A dosing pump with a tank (also called a dosing container or reservoir) is a peristaltic pump unit that automatically dispenses measured volumes of aquarium supplements from a dedicated storage bottle into your tank on a timed schedule. The "tank" in this context refers to the solution container, not your aquarium. Most reef keepers buy dosing pumps and containers separately, but some systems come bundled together, which simplifies setup and ensures the tubing, container caps, and pump heads are matched from the start.

This guide covers how to set up a dosing pump with a dedicated solution tank, which container sizes work best for different tank volumes, how to keep your solutions stable over time, and what the full two-part dosing setup looks like in practice.

Why the Dosing Container Matters More Than Most People Think

The dosing container affects three practical things: how often you refill, how long your mixed solutions stay usable, and whether you have contamination problems.

Container Size and Refill Frequency

If your reef tank consumes 50 mL/day of alkalinity solution and 50 mL/day of calcium solution, container size directly determines your maintenance schedule:

  • 500 mL containers: Refill every 10 days
  • 1 liter containers: Refill every 20 days
  • 2 liter containers: Refill every 40 days

Most hobbyists land on 1-2 liter containers as the sweet spot. Large enough for monthly refills, small enough that solutions don't sit for months before being used (which can affect stability).

WHAT TO WORK ON
**A.** Reproduce part of the dosing pump guide word for word, starting at "A dosing pump with a tank" and ending at "from the start.".
**B.** Say whether each statement agrees with the dosing pump guide, answering yes or no and quoting the words that decide it: (i) In the guide, the word "tank" means the aquarium itself. (ii) At 50 mL/day of each solution, 1 liter containers need refilling every 20 days. (iii) Most reef keepers buy dosing pumps and containers bundled together.

RECORDED DATA
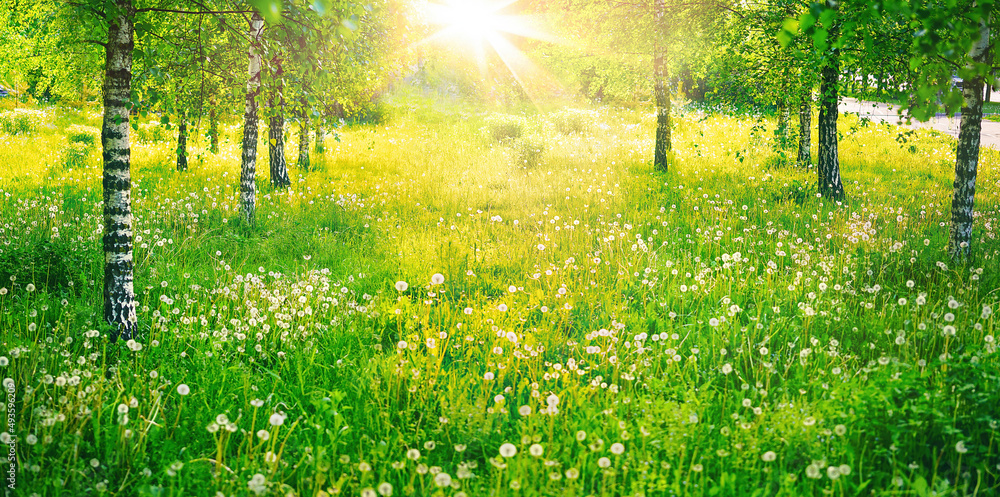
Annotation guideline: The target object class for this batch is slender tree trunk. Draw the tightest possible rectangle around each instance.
[653,0,671,171]
[795,88,812,167]
[314,119,326,154]
[817,50,844,200]
[101,0,136,341]
[240,12,264,225]
[177,114,187,171]
[775,97,792,150]
[208,102,219,154]
[948,19,990,260]
[268,56,292,188]
[298,111,309,171]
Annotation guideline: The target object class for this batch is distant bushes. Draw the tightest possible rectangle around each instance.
[0,109,43,135]
[63,124,98,168]
[514,134,545,168]
[482,114,546,168]
[133,121,171,143]
[66,124,100,147]
[483,114,528,142]
[549,109,598,134]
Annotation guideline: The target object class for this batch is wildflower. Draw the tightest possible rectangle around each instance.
[378,482,392,497]
[500,443,517,457]
[269,412,287,426]
[434,473,451,487]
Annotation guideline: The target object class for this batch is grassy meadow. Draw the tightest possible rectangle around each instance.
[0,94,1000,497]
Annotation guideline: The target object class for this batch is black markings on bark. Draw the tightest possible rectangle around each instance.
[817,50,844,200]
[240,12,264,225]
[795,88,812,167]
[101,0,136,340]
[298,112,309,171]
[177,117,187,171]
[948,21,990,261]
[653,0,671,171]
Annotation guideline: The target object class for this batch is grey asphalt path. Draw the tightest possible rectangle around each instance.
[838,93,1000,150]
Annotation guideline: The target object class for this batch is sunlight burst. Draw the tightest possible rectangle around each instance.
[422,0,558,100]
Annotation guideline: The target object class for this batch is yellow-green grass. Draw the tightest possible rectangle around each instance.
[0,95,1000,496]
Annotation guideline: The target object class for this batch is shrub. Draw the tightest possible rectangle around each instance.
[549,109,598,134]
[514,134,545,168]
[0,109,42,135]
[133,121,171,143]
[63,143,92,169]
[483,114,528,141]
[66,124,99,148]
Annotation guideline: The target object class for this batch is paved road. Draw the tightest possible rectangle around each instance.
[838,97,1000,150]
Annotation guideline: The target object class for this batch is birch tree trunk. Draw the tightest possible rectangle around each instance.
[298,112,309,171]
[817,49,844,200]
[653,0,671,171]
[208,102,219,154]
[177,115,187,171]
[240,12,264,225]
[315,119,326,154]
[268,57,292,188]
[101,0,136,341]
[795,88,812,167]
[774,97,792,150]
[948,19,990,260]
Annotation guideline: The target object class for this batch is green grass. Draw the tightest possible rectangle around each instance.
[0,97,1000,497]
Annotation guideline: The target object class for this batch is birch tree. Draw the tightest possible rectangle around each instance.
[653,0,672,171]
[240,11,264,226]
[101,0,136,340]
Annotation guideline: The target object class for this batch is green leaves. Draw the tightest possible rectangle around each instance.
[250,0,282,24]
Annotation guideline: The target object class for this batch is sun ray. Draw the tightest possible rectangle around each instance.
[417,0,564,104]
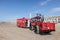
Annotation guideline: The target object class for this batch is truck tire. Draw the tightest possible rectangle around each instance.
[29,24,34,31]
[34,26,40,34]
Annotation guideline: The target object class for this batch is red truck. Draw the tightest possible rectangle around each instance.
[17,14,55,33]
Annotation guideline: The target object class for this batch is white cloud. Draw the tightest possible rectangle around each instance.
[39,0,51,6]
[51,7,60,12]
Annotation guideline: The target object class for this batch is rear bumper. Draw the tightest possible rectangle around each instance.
[42,30,55,32]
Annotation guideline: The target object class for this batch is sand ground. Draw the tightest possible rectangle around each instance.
[0,22,60,40]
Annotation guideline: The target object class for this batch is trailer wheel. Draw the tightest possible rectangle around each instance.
[34,26,40,34]
[29,24,34,31]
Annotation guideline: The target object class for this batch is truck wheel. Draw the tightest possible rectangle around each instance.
[29,24,34,31]
[34,26,40,34]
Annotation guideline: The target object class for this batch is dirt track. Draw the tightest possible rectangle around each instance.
[0,23,60,40]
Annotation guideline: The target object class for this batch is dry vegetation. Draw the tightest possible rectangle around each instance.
[0,22,60,40]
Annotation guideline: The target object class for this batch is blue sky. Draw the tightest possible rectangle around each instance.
[0,0,60,21]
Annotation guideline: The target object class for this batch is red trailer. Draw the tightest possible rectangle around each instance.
[17,17,27,28]
[30,15,55,33]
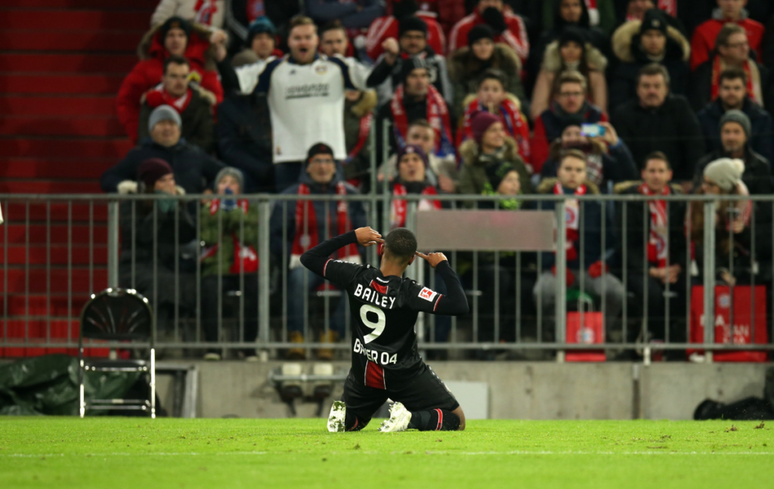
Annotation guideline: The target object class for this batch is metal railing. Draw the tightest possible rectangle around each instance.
[0,194,774,361]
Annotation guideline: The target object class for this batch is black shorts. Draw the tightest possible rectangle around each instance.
[343,364,460,422]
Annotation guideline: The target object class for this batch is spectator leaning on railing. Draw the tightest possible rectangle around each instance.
[116,17,223,141]
[615,151,688,342]
[118,158,196,334]
[611,63,704,182]
[199,167,260,360]
[271,143,366,360]
[138,55,216,153]
[696,68,774,162]
[213,17,368,191]
[100,105,223,194]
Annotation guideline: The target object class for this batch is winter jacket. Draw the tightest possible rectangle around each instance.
[614,180,688,275]
[215,94,274,193]
[270,171,366,260]
[118,183,196,269]
[366,10,446,59]
[689,59,774,112]
[530,40,607,120]
[696,97,774,162]
[540,139,639,192]
[449,43,524,119]
[449,8,529,65]
[691,9,764,70]
[537,178,613,271]
[116,24,223,141]
[99,139,223,194]
[304,0,384,29]
[693,144,774,196]
[137,87,216,153]
[608,20,691,112]
[532,102,618,173]
[151,0,226,28]
[344,90,376,180]
[457,137,532,208]
[366,46,454,106]
[199,195,258,277]
[611,94,704,182]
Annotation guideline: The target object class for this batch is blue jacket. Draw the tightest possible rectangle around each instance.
[696,97,774,165]
[270,172,366,259]
[537,178,615,272]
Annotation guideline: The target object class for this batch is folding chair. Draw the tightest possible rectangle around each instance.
[78,289,156,418]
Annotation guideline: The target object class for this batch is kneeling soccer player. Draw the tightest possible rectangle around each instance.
[301,227,468,432]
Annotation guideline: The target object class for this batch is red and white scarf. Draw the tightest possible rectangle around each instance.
[390,183,441,229]
[199,199,258,274]
[145,83,191,114]
[390,83,454,153]
[554,182,587,262]
[637,183,670,268]
[458,98,532,165]
[712,56,763,106]
[290,182,360,269]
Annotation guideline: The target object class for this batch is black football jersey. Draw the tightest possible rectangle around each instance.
[324,259,441,388]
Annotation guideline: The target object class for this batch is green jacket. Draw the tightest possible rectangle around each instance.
[199,202,258,277]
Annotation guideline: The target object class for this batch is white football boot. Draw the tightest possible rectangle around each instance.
[379,402,411,433]
[328,401,347,433]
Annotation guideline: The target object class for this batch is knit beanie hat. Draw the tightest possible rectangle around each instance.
[137,158,172,188]
[148,105,183,132]
[640,8,667,36]
[485,161,516,192]
[468,24,494,47]
[720,109,752,139]
[304,143,333,166]
[398,15,427,37]
[400,56,430,83]
[397,144,427,168]
[159,16,191,44]
[214,166,244,192]
[704,158,744,192]
[247,15,277,47]
[470,110,500,146]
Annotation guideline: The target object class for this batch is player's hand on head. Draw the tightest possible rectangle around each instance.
[355,226,384,248]
[416,251,449,268]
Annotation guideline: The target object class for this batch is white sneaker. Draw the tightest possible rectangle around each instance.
[328,401,347,433]
[379,402,411,433]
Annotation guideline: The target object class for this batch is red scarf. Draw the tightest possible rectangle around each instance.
[344,112,374,165]
[290,182,360,269]
[458,98,532,165]
[638,183,670,268]
[390,83,454,153]
[390,183,441,229]
[712,56,763,105]
[554,182,586,262]
[145,83,191,114]
[199,199,258,274]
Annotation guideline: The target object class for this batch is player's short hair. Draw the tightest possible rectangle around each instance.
[642,151,672,170]
[163,54,191,75]
[718,68,747,86]
[384,228,417,262]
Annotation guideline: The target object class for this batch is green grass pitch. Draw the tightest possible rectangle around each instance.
[0,417,774,489]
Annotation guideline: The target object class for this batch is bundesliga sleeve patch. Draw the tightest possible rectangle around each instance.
[419,287,438,302]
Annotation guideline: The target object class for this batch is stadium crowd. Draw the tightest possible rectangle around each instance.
[101,0,774,359]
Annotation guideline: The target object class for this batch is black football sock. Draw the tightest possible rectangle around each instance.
[344,411,371,431]
[408,409,460,431]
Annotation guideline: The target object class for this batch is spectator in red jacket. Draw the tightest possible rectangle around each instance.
[116,17,223,142]
[449,0,529,65]
[366,0,446,61]
[691,0,764,70]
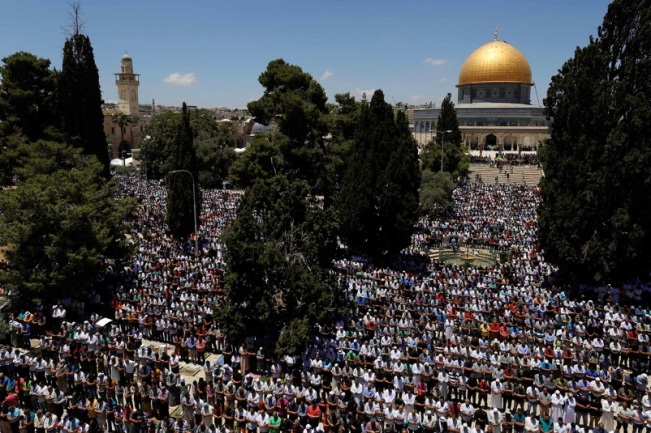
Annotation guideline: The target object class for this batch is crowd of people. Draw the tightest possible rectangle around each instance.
[0,172,651,433]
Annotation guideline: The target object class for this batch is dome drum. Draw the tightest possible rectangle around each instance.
[457,40,533,87]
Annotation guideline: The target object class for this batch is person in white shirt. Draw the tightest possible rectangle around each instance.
[459,398,475,424]
[43,412,59,433]
[256,409,269,433]
[524,414,540,433]
[447,414,461,433]
[491,378,504,409]
[488,407,503,433]
[554,418,571,433]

SOLUTIONS TO THE TASKS
**A.**
A dosing pump with a tank (also called a dosing container or reservoir) is a peristaltic pump unit that automatically dispenses measured volumes of aquarium supplements from a dedicated storage bottle into your tank on a timed schedule. The "tank" in this context refers to the solution container, not your aquarium. Most reef keepers buy dosing pumps and containers separately, but some systems come bundled together, which simplifies setup and ensures the tubing, container caps, and pump heads are matched from the start.

**B.**
(i) No: "refers to the solution container, not your aquarium"
(ii) Yes: "1 liter containers: Refill every 20 days"
(iii) No: "Most reef keepers buy dosing pumps and containers separately"